**Source passage**
+ + + +

5 Questions: An interview with Lucie Hutchins

Q: What is your work like at the Laboratory?

A: I work with Dr. Joel Graber, using computational biology to improve data management and develop new ways to analyze biological data. It's very interesting work, and it's very rewarding.

Q: Did you always want to work in biology?

A: I wanted to be a medical doctor. I grew up in a small village in Cameroon, where I went to a high school with a strong math and science focus. I had to learn English, the universal language of science, and both that and my science studies have been very helpful since then, especially when I moved to Maine.

Q: How did you come to the Laboratory?

A: I did a network internship at JAX in 2003 while I was still an engineering student at the University of Maine. I had a job lined up here before I graduated and came to work with the Mouse Genome Informatics database group, mostly in QA testing. I began working with Joel two years later.

Q: Do you like living in Downeast Maine?

A: I live in Lamoine with my husband now, and I love the area. It's a great place to raise children. My daughters have gone away to college, but both are still in Maine, one at the University of Maine, Farmington and one at the University of Southern Maine.

Q: What do you like to do outside of work?

A: I like to be outside. I love to garden—I just like to see things grow. Something else that's more related to my work is that I've served as chair of the Maine IEEE Women in Engineering group since 2009. Recently we sponsored a team of girls from Harrison Middle School in Yarmouth to compete in an international robotics competition, where they placed sixth.

Q: How did you first come to the United States?

+ + + +

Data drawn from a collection
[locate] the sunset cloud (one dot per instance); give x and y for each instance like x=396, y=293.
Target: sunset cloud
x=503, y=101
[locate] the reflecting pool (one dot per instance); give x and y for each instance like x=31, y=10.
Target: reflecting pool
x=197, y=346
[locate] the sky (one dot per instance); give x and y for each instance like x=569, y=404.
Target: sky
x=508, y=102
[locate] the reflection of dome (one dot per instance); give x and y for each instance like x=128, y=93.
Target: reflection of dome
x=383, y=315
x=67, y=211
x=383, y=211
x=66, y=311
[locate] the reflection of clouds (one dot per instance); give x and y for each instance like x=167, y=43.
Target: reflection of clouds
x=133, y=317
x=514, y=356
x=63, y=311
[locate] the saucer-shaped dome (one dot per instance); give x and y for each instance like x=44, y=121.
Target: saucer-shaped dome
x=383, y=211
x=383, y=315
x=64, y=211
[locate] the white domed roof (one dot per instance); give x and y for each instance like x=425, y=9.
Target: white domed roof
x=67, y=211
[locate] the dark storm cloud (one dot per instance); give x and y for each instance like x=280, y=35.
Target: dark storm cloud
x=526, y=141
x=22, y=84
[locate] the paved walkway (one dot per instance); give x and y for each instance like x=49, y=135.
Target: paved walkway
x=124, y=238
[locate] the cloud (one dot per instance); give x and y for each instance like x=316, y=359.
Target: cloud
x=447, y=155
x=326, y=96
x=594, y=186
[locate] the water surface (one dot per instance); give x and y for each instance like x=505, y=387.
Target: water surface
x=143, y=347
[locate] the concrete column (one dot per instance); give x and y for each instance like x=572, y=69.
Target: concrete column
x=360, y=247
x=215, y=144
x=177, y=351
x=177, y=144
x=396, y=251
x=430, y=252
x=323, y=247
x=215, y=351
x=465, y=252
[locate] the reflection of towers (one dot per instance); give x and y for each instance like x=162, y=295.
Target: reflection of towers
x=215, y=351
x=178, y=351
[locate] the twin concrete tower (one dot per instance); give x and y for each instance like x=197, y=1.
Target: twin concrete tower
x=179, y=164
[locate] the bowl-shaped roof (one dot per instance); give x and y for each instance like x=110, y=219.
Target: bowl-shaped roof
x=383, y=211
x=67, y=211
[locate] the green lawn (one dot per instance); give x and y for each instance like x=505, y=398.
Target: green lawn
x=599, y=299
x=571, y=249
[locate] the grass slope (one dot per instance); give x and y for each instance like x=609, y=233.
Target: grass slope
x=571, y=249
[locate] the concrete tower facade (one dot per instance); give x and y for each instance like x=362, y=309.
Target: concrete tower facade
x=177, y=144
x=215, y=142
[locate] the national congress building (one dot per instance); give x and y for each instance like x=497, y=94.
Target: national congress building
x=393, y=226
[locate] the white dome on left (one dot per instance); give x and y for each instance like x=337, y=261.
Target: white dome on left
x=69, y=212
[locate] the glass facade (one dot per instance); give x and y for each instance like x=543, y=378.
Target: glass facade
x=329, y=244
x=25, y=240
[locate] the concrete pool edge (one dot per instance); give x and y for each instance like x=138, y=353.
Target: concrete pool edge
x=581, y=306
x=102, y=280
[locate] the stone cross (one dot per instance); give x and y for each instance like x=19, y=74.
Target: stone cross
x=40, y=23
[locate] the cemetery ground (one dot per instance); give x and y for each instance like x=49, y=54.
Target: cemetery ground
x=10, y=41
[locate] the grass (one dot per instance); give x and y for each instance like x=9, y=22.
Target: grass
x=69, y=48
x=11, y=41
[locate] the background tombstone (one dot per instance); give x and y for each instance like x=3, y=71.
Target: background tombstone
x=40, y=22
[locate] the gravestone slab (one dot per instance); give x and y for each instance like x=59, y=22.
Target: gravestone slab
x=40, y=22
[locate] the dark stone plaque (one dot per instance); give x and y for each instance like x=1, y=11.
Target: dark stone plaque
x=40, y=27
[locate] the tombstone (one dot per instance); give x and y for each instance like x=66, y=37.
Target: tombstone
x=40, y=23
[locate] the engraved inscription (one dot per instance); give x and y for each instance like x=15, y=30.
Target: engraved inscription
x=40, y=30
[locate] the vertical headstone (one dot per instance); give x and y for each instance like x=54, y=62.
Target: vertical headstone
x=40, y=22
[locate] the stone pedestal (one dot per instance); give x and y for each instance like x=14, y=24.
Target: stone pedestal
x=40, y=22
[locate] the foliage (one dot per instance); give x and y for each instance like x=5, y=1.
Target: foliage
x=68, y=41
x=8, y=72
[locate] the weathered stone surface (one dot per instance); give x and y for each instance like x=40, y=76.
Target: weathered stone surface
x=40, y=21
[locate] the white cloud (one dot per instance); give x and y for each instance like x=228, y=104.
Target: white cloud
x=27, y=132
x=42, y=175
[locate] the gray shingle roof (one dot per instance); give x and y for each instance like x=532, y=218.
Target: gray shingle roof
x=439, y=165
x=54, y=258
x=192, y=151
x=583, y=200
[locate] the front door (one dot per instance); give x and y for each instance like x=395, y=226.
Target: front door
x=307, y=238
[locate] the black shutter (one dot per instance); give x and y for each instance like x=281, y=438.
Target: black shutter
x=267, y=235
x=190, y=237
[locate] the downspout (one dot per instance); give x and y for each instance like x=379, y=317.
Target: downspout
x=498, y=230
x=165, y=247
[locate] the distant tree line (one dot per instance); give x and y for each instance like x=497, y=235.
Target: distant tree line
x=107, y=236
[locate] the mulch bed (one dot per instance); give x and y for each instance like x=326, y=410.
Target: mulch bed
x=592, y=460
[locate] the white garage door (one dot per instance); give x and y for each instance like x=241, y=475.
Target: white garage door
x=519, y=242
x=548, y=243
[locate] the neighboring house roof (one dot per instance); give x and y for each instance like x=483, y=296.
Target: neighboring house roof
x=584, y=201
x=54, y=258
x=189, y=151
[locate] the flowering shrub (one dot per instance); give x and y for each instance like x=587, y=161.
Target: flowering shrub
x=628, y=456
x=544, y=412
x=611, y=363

+ + + +

**Problems to solve**
a. In the Lucie Hutchins interview, quote the passage from "Q: How did you come" to "outside of work?".
b. Render this sentence from the Lucie Hutchins interview in French: "It's a great place to raise children."
c. Proceed with the Lucie Hutchins interview, picking up after its final line.

**Responses by task**
a.
Q: How did you come to the Laboratory?

A: I did a network internship at JAX in 2003 while I was still an engineering student at the University of Maine. I had a job lined up here before I graduated and came to work with the Mouse Genome Informatics database group, mostly in QA testing. I began working with Joel two years later.

Q: Do you like living in Downeast Maine?

A: I live in Lamoine with my husband now, and I love the area. It's a great place to raise children. My daughters have gone away to college, but both are still in Maine, one at the University of Maine, Farmington and one at the University of Southern Maine.

Q: What do you like to do outside of work?

b. C'est un endroit formidable pour élever des enfants.

c.
A: I had twin girls when I was young. After I graduated from high school in 1992, I visited a local university for a semester in hopes I could become a medical doctor, but then, given family responsibilities, I decided to run a short-term small business in a local market in Cameroon. It ended up being a long-term thing, as it was where I spent the next five years of my life.

During that time I met two American women who were studying African women in society. They needed to work with someone who could speak English, and we became friends. When one of my daughters became very sick, with the help of my friends, I was able to bring her to the U.S. for treatment. She had open-heart surgery in Portland, and that's how I came to Maine. She needed to be monitored for a long time after her surgery, so I looked at ways I could study and get more education in Maine.

I went to the University of Maine in Machias for one year, thinking I still wanted to go to medical school. But I was faced with a difficult reality: the length of medical studies and the cost. So I decided to pursue engineering at the University of Maine, Orono, where I was recipient of a full-tuition academic scholarship starting in the fall of 1999. I then spent the next five years in family housing with my girls. I graduated in 2004 with degrees in electrical engineering and computer engineering.